**EXERCISE BRIEF**
Make an exact copy of the records below. Include every line.
————————
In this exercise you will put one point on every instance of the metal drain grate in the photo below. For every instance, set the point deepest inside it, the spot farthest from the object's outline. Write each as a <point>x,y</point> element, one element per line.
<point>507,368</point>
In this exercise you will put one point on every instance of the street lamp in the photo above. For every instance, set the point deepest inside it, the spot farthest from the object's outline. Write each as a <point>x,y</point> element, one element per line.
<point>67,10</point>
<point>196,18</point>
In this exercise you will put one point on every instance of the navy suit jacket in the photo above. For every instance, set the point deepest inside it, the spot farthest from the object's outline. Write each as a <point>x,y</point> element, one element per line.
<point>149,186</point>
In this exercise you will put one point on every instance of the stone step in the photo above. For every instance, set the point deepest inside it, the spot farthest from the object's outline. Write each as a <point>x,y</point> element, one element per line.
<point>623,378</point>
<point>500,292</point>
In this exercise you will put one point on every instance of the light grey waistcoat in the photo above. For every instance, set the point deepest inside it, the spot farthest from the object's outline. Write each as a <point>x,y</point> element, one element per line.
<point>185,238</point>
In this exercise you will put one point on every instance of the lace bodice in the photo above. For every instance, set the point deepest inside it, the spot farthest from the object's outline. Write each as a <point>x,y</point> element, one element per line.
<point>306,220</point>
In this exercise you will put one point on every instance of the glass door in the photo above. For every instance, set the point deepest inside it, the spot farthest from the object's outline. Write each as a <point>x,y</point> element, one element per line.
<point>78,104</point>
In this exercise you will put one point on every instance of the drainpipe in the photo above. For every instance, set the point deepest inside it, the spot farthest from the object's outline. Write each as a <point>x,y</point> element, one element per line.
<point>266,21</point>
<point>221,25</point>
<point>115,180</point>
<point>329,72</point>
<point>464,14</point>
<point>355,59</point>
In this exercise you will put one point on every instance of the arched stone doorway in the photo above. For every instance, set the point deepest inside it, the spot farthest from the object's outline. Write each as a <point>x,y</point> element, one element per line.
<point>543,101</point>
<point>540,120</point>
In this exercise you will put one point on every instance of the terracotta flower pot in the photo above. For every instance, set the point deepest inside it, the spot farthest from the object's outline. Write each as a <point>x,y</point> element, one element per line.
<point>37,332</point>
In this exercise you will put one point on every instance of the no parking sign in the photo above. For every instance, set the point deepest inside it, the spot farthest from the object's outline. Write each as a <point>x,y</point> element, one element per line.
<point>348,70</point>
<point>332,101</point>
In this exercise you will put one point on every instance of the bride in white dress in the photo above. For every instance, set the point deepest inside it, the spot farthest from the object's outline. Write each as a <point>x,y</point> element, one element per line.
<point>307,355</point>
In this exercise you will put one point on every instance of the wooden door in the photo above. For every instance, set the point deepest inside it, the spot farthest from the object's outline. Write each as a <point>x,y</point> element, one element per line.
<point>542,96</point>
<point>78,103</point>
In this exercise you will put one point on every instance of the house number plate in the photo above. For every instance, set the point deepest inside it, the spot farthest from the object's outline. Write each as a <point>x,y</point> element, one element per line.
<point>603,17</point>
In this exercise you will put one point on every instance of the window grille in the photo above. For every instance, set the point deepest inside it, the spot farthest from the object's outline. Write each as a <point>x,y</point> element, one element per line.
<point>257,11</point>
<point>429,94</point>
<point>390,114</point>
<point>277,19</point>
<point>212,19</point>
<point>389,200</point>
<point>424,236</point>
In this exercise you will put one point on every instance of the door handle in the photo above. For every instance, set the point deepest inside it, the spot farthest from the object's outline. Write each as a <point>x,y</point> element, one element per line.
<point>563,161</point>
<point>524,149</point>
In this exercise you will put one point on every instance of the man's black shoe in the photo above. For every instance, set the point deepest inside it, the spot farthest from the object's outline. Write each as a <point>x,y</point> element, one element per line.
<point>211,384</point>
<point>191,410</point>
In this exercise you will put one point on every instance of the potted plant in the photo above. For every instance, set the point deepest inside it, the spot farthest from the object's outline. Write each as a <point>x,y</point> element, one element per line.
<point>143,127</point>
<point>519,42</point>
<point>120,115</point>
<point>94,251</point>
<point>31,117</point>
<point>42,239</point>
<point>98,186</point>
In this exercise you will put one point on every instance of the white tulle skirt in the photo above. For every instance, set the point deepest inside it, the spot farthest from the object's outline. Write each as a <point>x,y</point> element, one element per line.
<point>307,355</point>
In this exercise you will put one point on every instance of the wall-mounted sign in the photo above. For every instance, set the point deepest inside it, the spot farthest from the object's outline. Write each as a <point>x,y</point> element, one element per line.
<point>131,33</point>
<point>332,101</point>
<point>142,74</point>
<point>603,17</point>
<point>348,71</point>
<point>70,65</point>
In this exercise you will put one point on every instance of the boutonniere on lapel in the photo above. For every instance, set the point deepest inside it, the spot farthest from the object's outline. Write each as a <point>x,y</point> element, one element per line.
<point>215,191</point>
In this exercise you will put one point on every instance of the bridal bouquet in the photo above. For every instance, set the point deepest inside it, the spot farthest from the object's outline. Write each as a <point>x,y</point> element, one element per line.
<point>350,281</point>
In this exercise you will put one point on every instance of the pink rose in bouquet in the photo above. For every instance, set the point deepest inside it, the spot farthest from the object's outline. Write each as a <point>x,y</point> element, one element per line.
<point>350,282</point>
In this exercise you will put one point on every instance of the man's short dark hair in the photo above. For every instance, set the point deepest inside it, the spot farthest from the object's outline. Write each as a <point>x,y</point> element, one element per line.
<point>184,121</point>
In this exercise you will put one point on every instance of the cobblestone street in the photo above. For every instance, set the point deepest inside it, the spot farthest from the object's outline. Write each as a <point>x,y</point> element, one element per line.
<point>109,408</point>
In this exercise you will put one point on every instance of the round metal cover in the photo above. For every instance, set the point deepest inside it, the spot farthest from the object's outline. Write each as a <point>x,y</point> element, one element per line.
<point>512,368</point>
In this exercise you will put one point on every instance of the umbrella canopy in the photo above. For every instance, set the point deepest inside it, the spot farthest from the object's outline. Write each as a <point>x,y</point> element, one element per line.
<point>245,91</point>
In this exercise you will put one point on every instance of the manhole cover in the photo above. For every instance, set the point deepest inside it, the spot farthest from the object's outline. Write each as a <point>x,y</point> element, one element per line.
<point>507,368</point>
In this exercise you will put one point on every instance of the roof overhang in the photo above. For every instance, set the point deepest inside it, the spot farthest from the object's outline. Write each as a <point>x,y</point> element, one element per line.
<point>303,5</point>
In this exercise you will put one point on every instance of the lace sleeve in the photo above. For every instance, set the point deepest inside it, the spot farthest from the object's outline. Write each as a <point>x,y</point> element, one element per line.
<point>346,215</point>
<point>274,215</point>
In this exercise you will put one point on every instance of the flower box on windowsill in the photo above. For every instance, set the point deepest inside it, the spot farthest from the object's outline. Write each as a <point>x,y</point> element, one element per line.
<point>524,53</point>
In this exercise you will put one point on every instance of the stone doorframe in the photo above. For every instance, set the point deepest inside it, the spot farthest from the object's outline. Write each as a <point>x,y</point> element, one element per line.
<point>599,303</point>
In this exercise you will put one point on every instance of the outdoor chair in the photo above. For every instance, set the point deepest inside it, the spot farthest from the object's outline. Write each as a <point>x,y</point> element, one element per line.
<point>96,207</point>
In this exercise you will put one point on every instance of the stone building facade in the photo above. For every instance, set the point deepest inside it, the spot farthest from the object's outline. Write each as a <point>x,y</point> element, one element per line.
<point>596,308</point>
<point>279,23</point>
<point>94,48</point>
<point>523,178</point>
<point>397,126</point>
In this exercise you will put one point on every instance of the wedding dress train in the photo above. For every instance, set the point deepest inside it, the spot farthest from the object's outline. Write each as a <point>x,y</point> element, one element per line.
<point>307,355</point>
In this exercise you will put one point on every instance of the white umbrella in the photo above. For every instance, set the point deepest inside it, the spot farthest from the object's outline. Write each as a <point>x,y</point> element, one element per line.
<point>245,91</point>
————————
**SOLVED PROBLEM**
In this exercise you will put one point on every instance of the metal drain grate in the photo below. For every instance, set the point deepest inside it, the spot farthest from the object's outline. Write each as a <point>x,y</point> element, one element per line.
<point>507,368</point>
In this exercise you will put one point on every instance of the street lamp in the photo above. For every instance, set the point deepest inside it, the spot farthest from the object's outline. Write each as a <point>x,y</point> element, one element per line.
<point>67,10</point>
<point>196,18</point>
In this exercise you will put one point on every instance of the navy suit jacket in the photo above. For every instance, set the point deepest inside it, the spot farthest from the object's outline. Write each as a <point>x,y</point> element, one element per line.
<point>149,186</point>
In this exercise you will put one point on every instance of the stone step in the photo above. For every instance, set the point deepest inside it, the spot farthest from the object's outline. Write each as a <point>x,y</point> element, one element per line.
<point>623,378</point>
<point>500,292</point>
In this exercise you will put one point on every instance of the light grey waistcoat in the photo above. For every instance, set the point deepest inside it, the spot farthest from the object's outline. Write each as a <point>x,y</point> element, one element per line.
<point>185,238</point>
In this exercise you will put one point on every instance of the lace bodice in the photo above. For every instance, set the point deepest inside it, the spot farthest from the object's outline. Write each as a <point>x,y</point> element, one element per line.
<point>306,220</point>
In this exercise you will put one point on every instance of the glass door in the photo above. For every instance, set the point deepest inside it, the spot farthest from the object's outline. Write each as a <point>x,y</point> element, one element per line.
<point>78,104</point>
In this exercise you will put one point on every instance of the drainpipe in the photo above. For every instance, set the point deepest inside it, the spot farthest from the object's outline. Write each as a <point>x,y</point> element, one element per line.
<point>266,21</point>
<point>221,25</point>
<point>115,180</point>
<point>329,72</point>
<point>464,14</point>
<point>355,59</point>
In this exercise you will put one point on every instance of the arched stone doorway in the photo above. For every instance, set the point deepest inside it, the spot farthest from the object's outline. Write each as a <point>x,y</point> element, one element per line.
<point>543,101</point>
<point>540,120</point>
In this exercise you will put one point on every instance of the terracotta flower pot in the photo above. For every instance, set the point deepest inside it, the spot farthest from the object's outline. Write each as a <point>x,y</point> element, one element per line.
<point>37,332</point>
In this exercise you will put one point on every instance of the no parking sign in the photo above. For every instance, set the point deepest inside it, the spot farthest from the object's outline. Write each as a <point>x,y</point> element, one element per line.
<point>348,70</point>
<point>332,101</point>
In this exercise you will put one point on every instance of the bride in white dress in the photo above. For every instance, set the point deepest inside it, the spot farthest from the object's outline. Write each as a <point>x,y</point> element, one element per line.
<point>307,355</point>
In this exercise you will put one point on every instance of the wooden door in the photo above. For every instance, set the point deepest inside it, the spot farthest from the object's outline. Write each as a <point>x,y</point> element, one element per line.
<point>542,96</point>
<point>78,103</point>
In this exercise you will put one point on every instance of the house number plate in the photo above. For every instance, set the point deepest inside it, the spot farthest from the object's outline. Write each as a <point>x,y</point> element, one element per line.
<point>603,17</point>
In this exercise you will put one point on every instance of the window grille in the photo above. For every instance, set the point deepest inside it, the spot farthest from the object's outline. Write each as a <point>x,y</point> element, one element per line.
<point>257,11</point>
<point>429,94</point>
<point>390,114</point>
<point>277,19</point>
<point>212,19</point>
<point>389,200</point>
<point>424,236</point>
In this exercise you will put one point on every instance of the door handle in the photo above. For every instance, set the point deepest inside it, the spot farthest from the object's outline. Write each as a <point>x,y</point> element, one element per line.
<point>563,161</point>
<point>524,149</point>
In this exercise you will put one point on every instance of the man's black shoe in the photo above. For every instance, set the point deepest inside it, the spot farthest from the object's outline. Write each as a <point>x,y</point> element, one element per line.
<point>211,384</point>
<point>191,410</point>
In this exercise you will put one point on every instance of the potted plant in the photo above. For every instance, set the point deepest inside it, the spot farthest from the object's outline. Write each as a <point>x,y</point> element, one element per line.
<point>143,127</point>
<point>519,42</point>
<point>120,115</point>
<point>94,251</point>
<point>31,117</point>
<point>42,239</point>
<point>98,186</point>
In this exercise you will put one point on every instance of the white tulle skirt in the photo above. For every instance, set the point deepest inside it, the spot farthest from the object's outline. Write each as a <point>x,y</point> element, one element per line.
<point>307,355</point>
In this exercise you will put one point on every instance of the wall-mounted sign in the photo above. For every instance, set the point deepest inside it, the spot farthest from the object's outline. Write each as a <point>x,y</point> element, one element per line.
<point>131,33</point>
<point>332,101</point>
<point>142,74</point>
<point>603,17</point>
<point>348,71</point>
<point>70,65</point>
In this exercise you will put one point on every instance of the boutonniere on lapel in the photo above. For every instance, set the point deepest inside it, the spot farthest from the object's outline. Write each as a <point>x,y</point> element, one element per line.
<point>215,191</point>
In this exercise you will put one point on every instance of the bridal bouquet in the photo above. For every instance, set the point deepest inside it, the spot farthest from the object's outline. Write each as a <point>x,y</point> element, one element per line.
<point>350,281</point>
In this exercise you will put one point on every instance of the pink rose in bouquet in the photo above. For every instance, set the point deepest inside it, the spot farthest from the object's outline. Write each as a <point>x,y</point> element, one element per line.
<point>350,282</point>
In this exercise you will put one point on every instance of the man's short dark hair in the photo above. For every instance, set the point deepest inside it, the spot farthest from the object's outline. Write each as a <point>x,y</point> element, one element per line.
<point>184,121</point>
In this exercise you will put one point on every instance of the cobblestone street in the photo above. For every instance, set the point deepest inside it, the spot farthest from the object's outline. Write each as a <point>x,y</point> element, one element per line.
<point>109,408</point>
In this exercise you will put one point on every instance of the round metal cover in the photo above. For every instance, set the point deepest inside it, the spot farthest from the object's outline. Write each as a <point>x,y</point> element, one element per line.
<point>512,368</point>
In this exercise you will put one point on every instance of the umbrella canopy in the photo above. For every instance, set the point deepest inside it, the spot farthest from the object's outline. Write each as a <point>x,y</point> element, one element per line.
<point>245,91</point>
In this exercise you will put one point on every instance of the manhole cover in the photo above. For every instance, set the point deepest inside it, the spot farthest from the object's outline. Write each as a <point>x,y</point> element, one element per line.
<point>507,368</point>
In this exercise you will put one point on every instance of the roof overhang in the photo above. For every instance, set the point deepest inside it, the spot farthest from the object's outline. Write each as a <point>x,y</point> element, one element per line.
<point>303,5</point>
In this exercise you will put one point on every instance of the lace sleeve in the photo above. For every instance, set the point deepest inside it, the spot farthest from the object's outline. Write each as a <point>x,y</point> element, one element per line.
<point>346,215</point>
<point>274,215</point>
In this exercise you will put one point on every instance of the flower box on windowsill in the photo above. For every instance, set the point deepest inside it, the spot farthest from the object's outline. Write each as a <point>x,y</point> element, one element per line.
<point>524,53</point>
In this exercise you will put one point on every instance of the stone doorframe in the photo above. For every instance, set the point deepest inside it, the spot farthest from the object's outline. Write each as a <point>x,y</point> element, one element per line.
<point>599,303</point>
In this exercise you will put one point on every instance of the outdoor chair in the photo above. For every instance, set the point deepest inside it, the spot farthest from the object's outline. Write each as a <point>x,y</point> element, one element per line.
<point>96,207</point>
In this exercise you will put one point on every instance of the stone building facade in the photo above. For every instance, set the point deepest inside it, the spot farthest from the object's outline. Write each as a <point>x,y</point> element, one element per line.
<point>596,308</point>
<point>279,23</point>
<point>94,48</point>
<point>523,178</point>
<point>397,126</point>
In this exercise you will put one point on every instance of the wedding dress train in the photo above. For every instance, set the point deepest inside it, the spot farthest from the object's outline. Write each as a <point>x,y</point> element, one element per line.
<point>307,355</point>
In this exercise you will put one point on every instance of the white umbrella in the photo above. For every instance, set the point deepest inside it, the spot farthest from the object's outline. Write each as a <point>x,y</point> element, one element per line.
<point>245,91</point>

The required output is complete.